───── SUPPLIED RECORDS

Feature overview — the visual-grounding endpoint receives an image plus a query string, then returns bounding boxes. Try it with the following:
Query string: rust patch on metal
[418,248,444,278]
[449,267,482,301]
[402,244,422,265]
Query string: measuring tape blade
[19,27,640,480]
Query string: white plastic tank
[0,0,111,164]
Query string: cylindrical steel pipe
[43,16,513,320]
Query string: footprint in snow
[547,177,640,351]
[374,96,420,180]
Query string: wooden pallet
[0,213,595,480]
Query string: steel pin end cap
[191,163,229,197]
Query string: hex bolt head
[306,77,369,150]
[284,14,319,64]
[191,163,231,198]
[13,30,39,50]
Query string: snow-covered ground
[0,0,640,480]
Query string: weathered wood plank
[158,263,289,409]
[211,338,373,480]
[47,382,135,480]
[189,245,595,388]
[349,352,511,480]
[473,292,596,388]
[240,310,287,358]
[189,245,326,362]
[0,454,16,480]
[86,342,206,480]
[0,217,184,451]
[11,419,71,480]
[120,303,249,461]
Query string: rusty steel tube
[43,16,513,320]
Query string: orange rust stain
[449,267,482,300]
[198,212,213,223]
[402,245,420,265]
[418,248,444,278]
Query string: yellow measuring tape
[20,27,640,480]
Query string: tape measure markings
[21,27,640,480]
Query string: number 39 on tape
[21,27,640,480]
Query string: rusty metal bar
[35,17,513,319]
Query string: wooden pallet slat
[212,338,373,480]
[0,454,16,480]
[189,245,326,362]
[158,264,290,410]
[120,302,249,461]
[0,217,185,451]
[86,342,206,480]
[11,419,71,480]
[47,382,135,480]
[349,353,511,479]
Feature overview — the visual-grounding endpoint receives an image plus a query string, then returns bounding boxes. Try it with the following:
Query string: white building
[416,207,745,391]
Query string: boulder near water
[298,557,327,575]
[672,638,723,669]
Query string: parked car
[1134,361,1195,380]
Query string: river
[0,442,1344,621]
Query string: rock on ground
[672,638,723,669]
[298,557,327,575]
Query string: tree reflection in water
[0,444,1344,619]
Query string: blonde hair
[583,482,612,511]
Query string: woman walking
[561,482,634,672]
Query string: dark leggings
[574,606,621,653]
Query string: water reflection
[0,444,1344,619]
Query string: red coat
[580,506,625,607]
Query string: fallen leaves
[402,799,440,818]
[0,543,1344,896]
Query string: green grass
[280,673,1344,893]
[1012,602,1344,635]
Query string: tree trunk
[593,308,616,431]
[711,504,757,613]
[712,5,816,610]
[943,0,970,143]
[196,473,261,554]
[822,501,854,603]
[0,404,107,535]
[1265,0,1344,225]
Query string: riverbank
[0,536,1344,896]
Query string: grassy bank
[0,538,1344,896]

──────────

**YOUR TASK**:
Rescale the lines from the start of the items through the line containing "[0,0,640,480]", inclusive, and reproduce every line in that span, requests included. Multiply each bounding-box coordinate in the answers by 1.3 and round to the nearest whole number, with halves rounded up.

**OUTPUT FOR THIS EXERCISE**:
Feature overview — the visual-grounding endpoint receives an image plus a query string, then returns bounding boxes. Try it with the following:
Query string: rust patch on metal
[543,322,577,361]
[584,347,627,391]
[523,317,549,345]
Query string: measuring tape blade
[25,35,832,624]
Query string: white plastic tank
[0,0,144,213]
Query string: cylindrical steel pipe
[56,21,667,416]
Query string: footprint in snow
[711,230,832,456]
[486,125,546,234]
Query string: wooden pallet
[0,277,774,624]
Query string: steel pin end cap
[248,212,298,256]
Query string: hex bolt head
[398,100,480,195]
[369,18,415,83]
[248,212,300,257]
[17,39,51,65]
Query string: snow-covered ground
[0,0,832,624]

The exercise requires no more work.